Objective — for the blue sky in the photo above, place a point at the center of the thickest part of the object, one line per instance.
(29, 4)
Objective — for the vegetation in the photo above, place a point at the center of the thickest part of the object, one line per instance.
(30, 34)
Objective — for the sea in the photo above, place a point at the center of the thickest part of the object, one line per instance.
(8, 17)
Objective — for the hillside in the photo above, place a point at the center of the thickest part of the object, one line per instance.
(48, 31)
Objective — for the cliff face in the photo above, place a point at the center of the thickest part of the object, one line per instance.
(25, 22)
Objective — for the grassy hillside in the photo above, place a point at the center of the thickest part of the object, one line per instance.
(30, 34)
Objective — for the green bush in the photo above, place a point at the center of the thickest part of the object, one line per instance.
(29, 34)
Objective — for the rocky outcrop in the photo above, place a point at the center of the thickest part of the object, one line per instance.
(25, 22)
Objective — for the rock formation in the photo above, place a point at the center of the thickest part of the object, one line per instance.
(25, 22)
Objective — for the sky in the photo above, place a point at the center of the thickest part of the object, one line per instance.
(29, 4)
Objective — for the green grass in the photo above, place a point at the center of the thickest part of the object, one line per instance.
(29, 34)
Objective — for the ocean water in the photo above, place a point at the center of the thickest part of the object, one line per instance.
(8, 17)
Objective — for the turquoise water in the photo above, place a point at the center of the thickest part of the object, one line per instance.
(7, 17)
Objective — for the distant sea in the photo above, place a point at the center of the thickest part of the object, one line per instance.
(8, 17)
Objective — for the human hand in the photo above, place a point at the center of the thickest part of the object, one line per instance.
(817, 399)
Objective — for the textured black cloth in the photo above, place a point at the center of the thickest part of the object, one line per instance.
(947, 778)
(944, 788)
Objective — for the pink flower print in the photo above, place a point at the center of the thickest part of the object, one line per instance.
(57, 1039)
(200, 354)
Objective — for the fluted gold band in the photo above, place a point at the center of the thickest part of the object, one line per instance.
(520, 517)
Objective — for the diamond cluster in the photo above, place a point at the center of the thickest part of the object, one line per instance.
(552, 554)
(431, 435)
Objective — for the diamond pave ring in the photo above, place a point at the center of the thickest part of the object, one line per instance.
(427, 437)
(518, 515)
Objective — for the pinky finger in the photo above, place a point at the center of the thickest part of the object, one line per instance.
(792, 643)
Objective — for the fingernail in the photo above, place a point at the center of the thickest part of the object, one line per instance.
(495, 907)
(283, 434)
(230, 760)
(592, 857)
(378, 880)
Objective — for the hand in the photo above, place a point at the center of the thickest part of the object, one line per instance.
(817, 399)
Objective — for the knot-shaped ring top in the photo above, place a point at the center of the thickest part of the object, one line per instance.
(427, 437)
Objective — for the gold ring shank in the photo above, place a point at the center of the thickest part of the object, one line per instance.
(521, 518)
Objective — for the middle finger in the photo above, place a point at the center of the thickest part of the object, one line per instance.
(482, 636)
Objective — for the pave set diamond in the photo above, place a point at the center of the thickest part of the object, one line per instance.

********

Retype the material above, line by line, exactly.

#### [Written response]
Objective — for the blue sky in the photo above, place a point at the center of the thickest part of the object, one line per instance.
(29, 4)
Objective — for the vegetation in the photo above, place a point at the center of the thickest part of the object, one line per instance.
(30, 34)
Objective — for the sea in the photo above, place a point at the center of the thickest part of the object, one line per instance.
(8, 17)
Objective — for the hillside in the photo above, place a point at the center of the thickest part of the object, one line per instance.
(48, 31)
Objective — for the cliff face in the photo above, place a point at the center of the thickest part of the object, one line per instance.
(25, 22)
Objective — for the grassy hillside in the photo above, place a point at the center of the thickest part of the object, one line per instance.
(30, 34)
Objective — for the green bush in the photo above, place a point at the center of the thickest part of the object, one line per instance.
(29, 34)
Objective — for the rocky outcrop in the photo above, place a point at the center of the thickest part of the object, one line per instance.
(25, 22)
Objective — for the rock formation in the photo above, place a point at the center of the thickest part of the object, one line per instance.
(25, 22)
Objective — for the sky in the photo above, place a point at the center of the thickest part of the object, one line per instance.
(29, 4)
Objective — for the green grass in the photo above, place a point at the center of the thickest part of the object, one line per instance.
(29, 34)
Objective — for the ocean water in the photo above, place a point at the center of the thickest part of the object, one line per instance.
(8, 17)
Objective — for the turquoise water in the photo above, place a point at the center of the thickest part of the object, one line per instance.
(7, 17)
Objective — for the distant sea in the photo above, place a point at the center of the thickest part of the object, one line per instance.
(8, 17)
Objective — for the human hand in the photo above, place a point at the center of the thickest part of the object, one line per instance.
(817, 399)
Objective — for the textured black cloth in the photo above, place a point at the center of the thickest part of the object, one line per instance.
(947, 778)
(944, 788)
Objective — for the pink flower print in the photo above, place a point at the center of the thickest part of the object, one line per instance.
(57, 1039)
(200, 354)
Objective — for the fluted gold band in the photo above, place a point at the center of the thickest part of the object, one line per instance.
(520, 517)
Objective — for the diamond cluster in the photo above, place a point at the center of the thickest part of the object, one line per instance.
(552, 554)
(431, 435)
Objective — for the diamond pave ring in the photo above, place a point at the center of the thickest part of the object, one line per instance.
(427, 437)
(518, 515)
Objective — for the pinky finger in the photo above, place a point at the center of the thickest part of the object, one line per instance.
(792, 643)
Objective — for the fingernail in the photo above, place a point at the center of the thickest part of the object, one line per instance.
(495, 907)
(283, 434)
(230, 760)
(592, 857)
(378, 880)
Objective — for the hand in the photo above, place a point at the center of the thickest part of the object, one line per instance.
(817, 399)
Objective — for the knot-shaped ring top in the photo above, place a point at the center of the thickest part of the object, one line per instance.
(427, 437)
Objective — for the gold ring shank in the photo above, place a point at the center of the thickest part of the object, one line per instance.
(521, 518)
Objective — for the middle finger in the photo above, place a point at the center of the thickest part of the object, one line per instance.
(482, 636)
Objective — for the pave set diamond in the photo above, place a point at the center of the thickest part of the object, one line per instance.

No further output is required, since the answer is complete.